== PROBLEM TO WORK ON ==
Write out, unchanged, the lines running from the line with "TARGET = white polo shirt" through the final line, and nothing else.

== PROVIDED INFORMATION ==
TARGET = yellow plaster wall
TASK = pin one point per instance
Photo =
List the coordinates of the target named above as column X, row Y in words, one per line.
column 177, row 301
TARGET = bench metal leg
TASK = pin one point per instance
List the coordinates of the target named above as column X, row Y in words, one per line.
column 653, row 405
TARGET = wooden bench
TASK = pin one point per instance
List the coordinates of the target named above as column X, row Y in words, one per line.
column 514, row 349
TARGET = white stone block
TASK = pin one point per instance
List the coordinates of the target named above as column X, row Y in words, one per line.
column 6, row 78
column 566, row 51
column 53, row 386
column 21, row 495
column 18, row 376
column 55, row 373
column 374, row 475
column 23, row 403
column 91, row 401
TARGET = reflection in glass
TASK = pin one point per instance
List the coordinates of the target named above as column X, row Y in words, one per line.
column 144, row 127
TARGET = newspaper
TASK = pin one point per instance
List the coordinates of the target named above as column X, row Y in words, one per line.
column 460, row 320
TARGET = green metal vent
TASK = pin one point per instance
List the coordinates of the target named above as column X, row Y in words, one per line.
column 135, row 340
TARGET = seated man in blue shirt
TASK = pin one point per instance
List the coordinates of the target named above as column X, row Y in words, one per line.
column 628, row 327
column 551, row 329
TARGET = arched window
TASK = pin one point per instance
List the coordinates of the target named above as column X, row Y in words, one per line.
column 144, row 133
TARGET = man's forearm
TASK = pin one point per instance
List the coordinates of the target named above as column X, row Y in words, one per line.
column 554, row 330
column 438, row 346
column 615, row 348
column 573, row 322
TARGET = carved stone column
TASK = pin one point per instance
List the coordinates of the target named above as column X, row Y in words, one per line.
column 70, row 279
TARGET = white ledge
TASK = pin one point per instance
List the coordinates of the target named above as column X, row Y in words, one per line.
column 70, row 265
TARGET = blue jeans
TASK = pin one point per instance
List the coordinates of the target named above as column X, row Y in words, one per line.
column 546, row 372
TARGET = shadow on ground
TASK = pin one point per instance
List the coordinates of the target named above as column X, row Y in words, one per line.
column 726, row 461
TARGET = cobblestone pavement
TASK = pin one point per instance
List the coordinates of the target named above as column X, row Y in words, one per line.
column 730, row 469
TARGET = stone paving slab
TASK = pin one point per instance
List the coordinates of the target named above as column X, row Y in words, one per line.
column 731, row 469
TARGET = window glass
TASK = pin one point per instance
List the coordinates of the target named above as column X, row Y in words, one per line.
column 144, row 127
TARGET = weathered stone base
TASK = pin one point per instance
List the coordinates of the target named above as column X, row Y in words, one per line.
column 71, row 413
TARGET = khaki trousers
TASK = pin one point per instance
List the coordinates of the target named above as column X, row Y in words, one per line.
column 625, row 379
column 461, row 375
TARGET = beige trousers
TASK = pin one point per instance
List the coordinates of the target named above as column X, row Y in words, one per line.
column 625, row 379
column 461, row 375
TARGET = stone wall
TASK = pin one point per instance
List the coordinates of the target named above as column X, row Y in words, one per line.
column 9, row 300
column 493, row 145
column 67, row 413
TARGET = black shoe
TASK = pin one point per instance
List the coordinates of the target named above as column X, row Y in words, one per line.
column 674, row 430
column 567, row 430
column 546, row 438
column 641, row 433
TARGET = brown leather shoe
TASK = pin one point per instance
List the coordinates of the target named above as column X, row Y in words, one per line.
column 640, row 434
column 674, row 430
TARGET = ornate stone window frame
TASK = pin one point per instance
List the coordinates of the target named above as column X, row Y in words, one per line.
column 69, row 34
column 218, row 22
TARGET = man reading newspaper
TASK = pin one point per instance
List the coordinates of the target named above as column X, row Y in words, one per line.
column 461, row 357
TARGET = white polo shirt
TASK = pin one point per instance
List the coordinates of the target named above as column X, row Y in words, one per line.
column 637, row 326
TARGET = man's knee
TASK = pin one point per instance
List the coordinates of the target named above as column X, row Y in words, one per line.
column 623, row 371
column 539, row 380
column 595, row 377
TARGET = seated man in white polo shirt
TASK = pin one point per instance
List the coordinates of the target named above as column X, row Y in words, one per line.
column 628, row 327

== OUTPUT ==
TARGET = white polo shirt
TASK = pin one point per instance
List the coordinates of the target named above as column X, row Y in words, one per line.
column 637, row 326
TARGET = man's knee
TASK = pin one point per instance
List the coordinates of the target named above as column X, row Y in words, one per line.
column 623, row 371
column 539, row 380
column 595, row 377
TARGET = seated man in white polo shirt
TASK = pin one point per instance
List the coordinates of the target named above as column X, row Y in words, one per line.
column 628, row 327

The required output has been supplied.